- Extrait fourni -
+===+

Le timing est essentiel
« Pour les radios universitaires, un album reste d’actualité jusqu’à deux mois après sa sortie environ », explique Adam Lewis. « Contrairement à une campagne Spotify où l’on sort un nouveau titre par mois, il faut choisir un single qui sera le point d’orgue de la campagne. Une fois l’album sorti, nous pouvons suggérer d’autres titres. Mais il ne faut pas envoyer trop de singles aux College radios : les programmateurs veulent découvrir les meilleurs titres par eux-mêmes.”
Il n’est pas nécessaire de faire coïncider la diffusion en radio avec la date de sortie de l’album ; la campagne peut se faire au fur et à mesure que le projet prend de l’ampleur. Par exemple, si une chanson devient virale et que vous obtenez des playlists importantes, vous pouvez décider d’augmenter le budget.
« Si une station vous a soutenu – à condition qu’il ne se soit pas écoulé trop de temps – les programmateurs se souviendront d’un album à l’autre de cet artiste comme d’un artiste clé de la radio. Pour maintenir leur intérêt, vous pouvez, sans vous lancer dans une campagne complète, envoyer une édition live ou un single supplémentaire en exclusivité, cela aide à se rappeler au bon souvenir de la station », recommande Adam Lewis.
Faut-il combiner campagne radio et tournée ?
« C’est une erreur de penser qu’il faut planifier une tournée américaine avant de mener une campagne radio universitaire », prévient Adam Lewis. « Il s’agit plutôt de planter des graines pour voir comment les gens réagissent, ce qui peut aider par la suite à construire une tournée. Ensuite, lorsque vous arrivez aux États-Unis pour votre deuxième album, vous ne partez pas de zéro. C’est pourquoi il faut toujours avoir un plan de 18 à 24 mois avant de partir en tournée aux États-Unis.

+===+

- Données étudiées -
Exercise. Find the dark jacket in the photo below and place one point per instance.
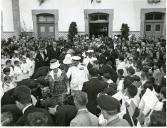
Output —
(65, 114)
(40, 61)
(106, 68)
(53, 54)
(22, 121)
(92, 88)
(16, 113)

+===+

- Tâches et exercices -
A – D'après l'extrait sur les campagnes auprès des radios universitaires, pendant combien de temps un album reste-t-il d'actualité pour ces radios ?
B – Poursuivez l'extrait sur les campagnes auprès des radios universitaires à partir de sa dernière phrase.

- Résultats -
A – Jusqu'à deux mois environ après sa sortie.

B –
« Bien sûr, si vous partez en tournée, nous pouvons promouvoir ces concerts », poursuit le fondateur de The Planetary Group, « mais c’est beaucoup plus facile si la station a déjà joué votre disque auparavant. Imaginez que vous ayez un concert à Chicago, mais que la station de radio déteste ce disque ? Vous avez toujours la salle à remplir et cette station ne vous y aidera pas. Il est préférable d’obtenir d’abord un grand nombre de diffusions, de découvrir les meilleurs marchés pour ce projet et ainsi définir où le booker peut obtenir des dates de concert ».
Mike Clemenza ajoute : « Je travaille souvent avec des équipes internationales qui se lancent dans des campagnes radio aux Etats-Unis pour la première fois. C’est vrai que si vous avez le budget, cela ne fait jamais de mal de planter des graines pour localiser les premiers fans. Cela ne peut que vous aider à construire une fanbase solide. Toutefois, si les fonds sont limités, il serait plus efficace de planifier les dépenses en fonction d’un plan adapté au marché. Demandez-vous si vous êtes prêt à fournir de nouveaux éléments après la sortie de l’album pour maintenir l’intérêt des stations. Si vous obtenez un soutien important, est-il prévu de faire une tournée sur le territoire ? Etes-vous prêt à promouvoir de nouveaux contenus sur les territoires intéressés et de vous engager sur la durée auprès de ces nouveaux fans ? C’est bien d’avoir une liste des stations qui ont soutenu le projet, mais c’est aussi bien d’avoir des retours de différents territoires, ce qui permettrait d’amorcer un changement et de positionner l’artiste de manière pérenne sur le marché.”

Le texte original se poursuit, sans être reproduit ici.